▶ _ROWS_:
— begin —
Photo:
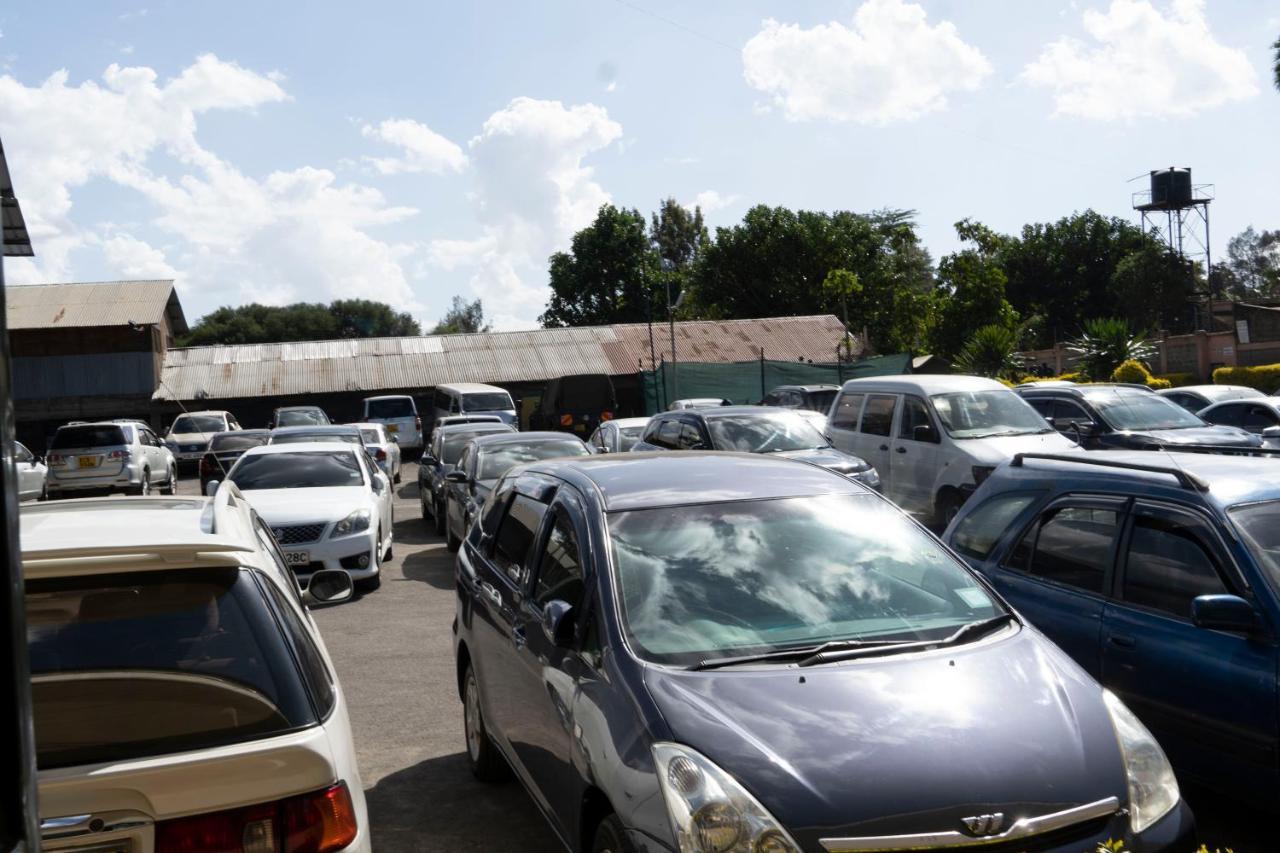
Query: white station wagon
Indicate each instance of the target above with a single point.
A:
(179, 688)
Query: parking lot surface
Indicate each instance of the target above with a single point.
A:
(394, 657)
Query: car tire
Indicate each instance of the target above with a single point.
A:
(609, 836)
(487, 762)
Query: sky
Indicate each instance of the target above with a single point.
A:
(412, 151)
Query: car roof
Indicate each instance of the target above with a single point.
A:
(638, 480)
(923, 383)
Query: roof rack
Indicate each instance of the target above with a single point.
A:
(1184, 479)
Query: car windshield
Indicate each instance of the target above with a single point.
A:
(494, 401)
(982, 414)
(393, 407)
(496, 461)
(1125, 409)
(155, 662)
(71, 437)
(727, 579)
(763, 433)
(301, 418)
(296, 470)
(199, 424)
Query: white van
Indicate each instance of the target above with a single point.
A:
(398, 414)
(471, 398)
(935, 438)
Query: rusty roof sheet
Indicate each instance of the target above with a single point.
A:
(383, 364)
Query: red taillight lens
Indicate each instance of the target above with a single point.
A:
(319, 822)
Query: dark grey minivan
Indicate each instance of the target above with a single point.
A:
(720, 652)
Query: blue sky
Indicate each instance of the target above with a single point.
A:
(410, 151)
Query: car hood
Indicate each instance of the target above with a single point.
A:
(334, 503)
(904, 744)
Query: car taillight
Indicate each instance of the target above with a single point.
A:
(318, 822)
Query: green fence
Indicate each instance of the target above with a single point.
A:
(746, 382)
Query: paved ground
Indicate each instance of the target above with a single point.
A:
(394, 658)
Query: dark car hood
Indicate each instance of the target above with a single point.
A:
(903, 744)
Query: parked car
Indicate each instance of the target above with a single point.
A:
(224, 448)
(190, 433)
(439, 459)
(298, 416)
(932, 438)
(575, 404)
(752, 429)
(398, 415)
(327, 503)
(32, 474)
(105, 456)
(384, 450)
(767, 656)
(1196, 397)
(181, 690)
(616, 436)
(812, 397)
(1111, 416)
(485, 459)
(471, 398)
(1160, 574)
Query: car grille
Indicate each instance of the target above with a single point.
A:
(297, 533)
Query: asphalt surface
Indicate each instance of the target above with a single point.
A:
(394, 657)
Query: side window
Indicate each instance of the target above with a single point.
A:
(1170, 562)
(560, 571)
(516, 536)
(915, 414)
(878, 416)
(848, 411)
(1073, 546)
(978, 532)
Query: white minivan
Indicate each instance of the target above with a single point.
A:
(935, 438)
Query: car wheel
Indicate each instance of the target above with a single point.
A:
(487, 763)
(609, 836)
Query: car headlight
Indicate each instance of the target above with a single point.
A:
(1152, 787)
(353, 523)
(709, 811)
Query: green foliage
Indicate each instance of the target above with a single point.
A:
(1105, 343)
(462, 316)
(992, 351)
(257, 323)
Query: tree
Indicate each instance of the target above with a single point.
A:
(462, 316)
(607, 276)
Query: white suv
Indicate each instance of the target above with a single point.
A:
(109, 456)
(179, 687)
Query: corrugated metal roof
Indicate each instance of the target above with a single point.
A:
(92, 304)
(378, 364)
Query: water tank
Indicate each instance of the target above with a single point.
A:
(1171, 187)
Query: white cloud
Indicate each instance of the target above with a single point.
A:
(531, 192)
(293, 233)
(890, 65)
(1143, 63)
(424, 150)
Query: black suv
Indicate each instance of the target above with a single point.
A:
(1127, 416)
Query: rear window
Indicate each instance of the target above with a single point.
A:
(156, 662)
(394, 407)
(71, 437)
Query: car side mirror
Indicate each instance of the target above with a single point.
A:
(1224, 614)
(328, 587)
(558, 623)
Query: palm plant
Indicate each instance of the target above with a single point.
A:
(992, 351)
(1107, 342)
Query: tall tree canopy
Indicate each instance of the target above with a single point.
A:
— end —
▶ _GOAL_: Write out all of the material above with every "single point" changed to "one point" and nothing else altered. Leave out the pictures.

▶ _COMPLETED TASK_:
Photo:
Query: white station wagon
Indicate each instance of the target above with a one point.
A:
(179, 688)
Query: parking lot surface
Indicate each instance of the target above with a one point.
A:
(394, 657)
Query: car tire
Indicate each instance of the target above with a one point.
A:
(609, 836)
(487, 762)
Query: sky
Indicate each instance of the target above with a one point.
A:
(412, 151)
Query: car roof
Indicate each instance of the target above with a one point.
A:
(638, 480)
(923, 383)
Query: roof rack
Indicate each instance of the target above with a one point.
A:
(1184, 479)
Query: car windshield
Indicate each instance of the target above with a one point.
A:
(494, 401)
(982, 414)
(393, 407)
(496, 461)
(1125, 409)
(155, 662)
(71, 437)
(727, 579)
(763, 433)
(301, 418)
(296, 470)
(199, 424)
Query: white van
Indicate each instance of the target above with a one point.
A:
(398, 414)
(471, 398)
(935, 438)
Query: rusty roof sheet
Indicate each instance of the target above with a one point.
A:
(383, 364)
Query: red taillight lens
Indicate each instance of the target above with a one point.
A:
(319, 822)
Query: dark grey minivan
Indicate each instance of the target above with a one point.
A:
(720, 652)
Query: blue sky
Indicate each instance of the target above with a one point.
A:
(410, 151)
Query: car hood
Indicate each instance of the target above with a one point.
A:
(334, 503)
(904, 744)
Query: car taillight
Indicate each instance of the target above with a one point.
A:
(318, 822)
Query: green fence
Indicate each instance of the target above with a one point.
A:
(746, 382)
Query: paved ground
Indicate each instance of the target above with a one point.
A:
(394, 658)
Query: dark car hood
Indicate each instance of the target above with a one point.
A:
(903, 744)
Query: parked car
Indicate each instance of the target above with a one point.
A:
(224, 448)
(190, 433)
(439, 459)
(298, 416)
(932, 438)
(575, 404)
(752, 429)
(398, 415)
(327, 503)
(32, 474)
(105, 456)
(384, 450)
(767, 656)
(1196, 397)
(181, 690)
(616, 436)
(812, 397)
(1111, 416)
(485, 459)
(471, 398)
(1160, 574)
Query: car grille
Indicate each instance of the target above with a one point.
A:
(297, 533)
Query: asphalt surface
Indicate each instance of the target above with a one point.
A:
(394, 657)
Query: side window
Indicate each instance of the target above with a one point.
A:
(1170, 562)
(560, 571)
(516, 536)
(915, 414)
(878, 416)
(848, 411)
(1073, 546)
(978, 532)
Query: white minivan
Indicate each instance of the target above with a one point.
A:
(935, 438)
Query: car wheel
Indicate each instance of the target above with a one point.
A:
(487, 763)
(609, 836)
Query: car headlight
Indicate each instance of the target above with a one point.
A:
(1152, 787)
(353, 523)
(709, 811)
Query: green foliage
Indicate each instance of the target above with a one point.
A:
(1105, 343)
(462, 316)
(992, 351)
(257, 323)
Query: tree
Indicate each instance of the target above with a one point.
A:
(462, 316)
(607, 276)
Query: white suv
Indicate each instance of the target above with a one point.
A:
(109, 456)
(179, 687)
Query: corrugated metal roof
Indicate each instance of the target above with a one point.
A:
(92, 304)
(378, 364)
Query: water tank
Indicate each instance of the target above with a one point.
A:
(1171, 187)
Query: white cloud
Indicate each instance of the target above with a one point.
A:
(531, 192)
(293, 233)
(890, 65)
(1143, 63)
(424, 150)
Query: black suv
Indicate each instance of the target above with a one point.
A:
(1127, 416)
Query: rear window
Indicate each instance of the target above with a one point.
A:
(156, 662)
(394, 407)
(71, 437)
Query: car side mirror
Indicate each instance of the target above with a one point.
A:
(1224, 614)
(328, 587)
(558, 623)
Query: palm plant
Indicate each instance of the target above with a one point.
A:
(992, 351)
(1107, 342)
Query: tall tree canopy
Indicate each instance of the target above with a one point.
A:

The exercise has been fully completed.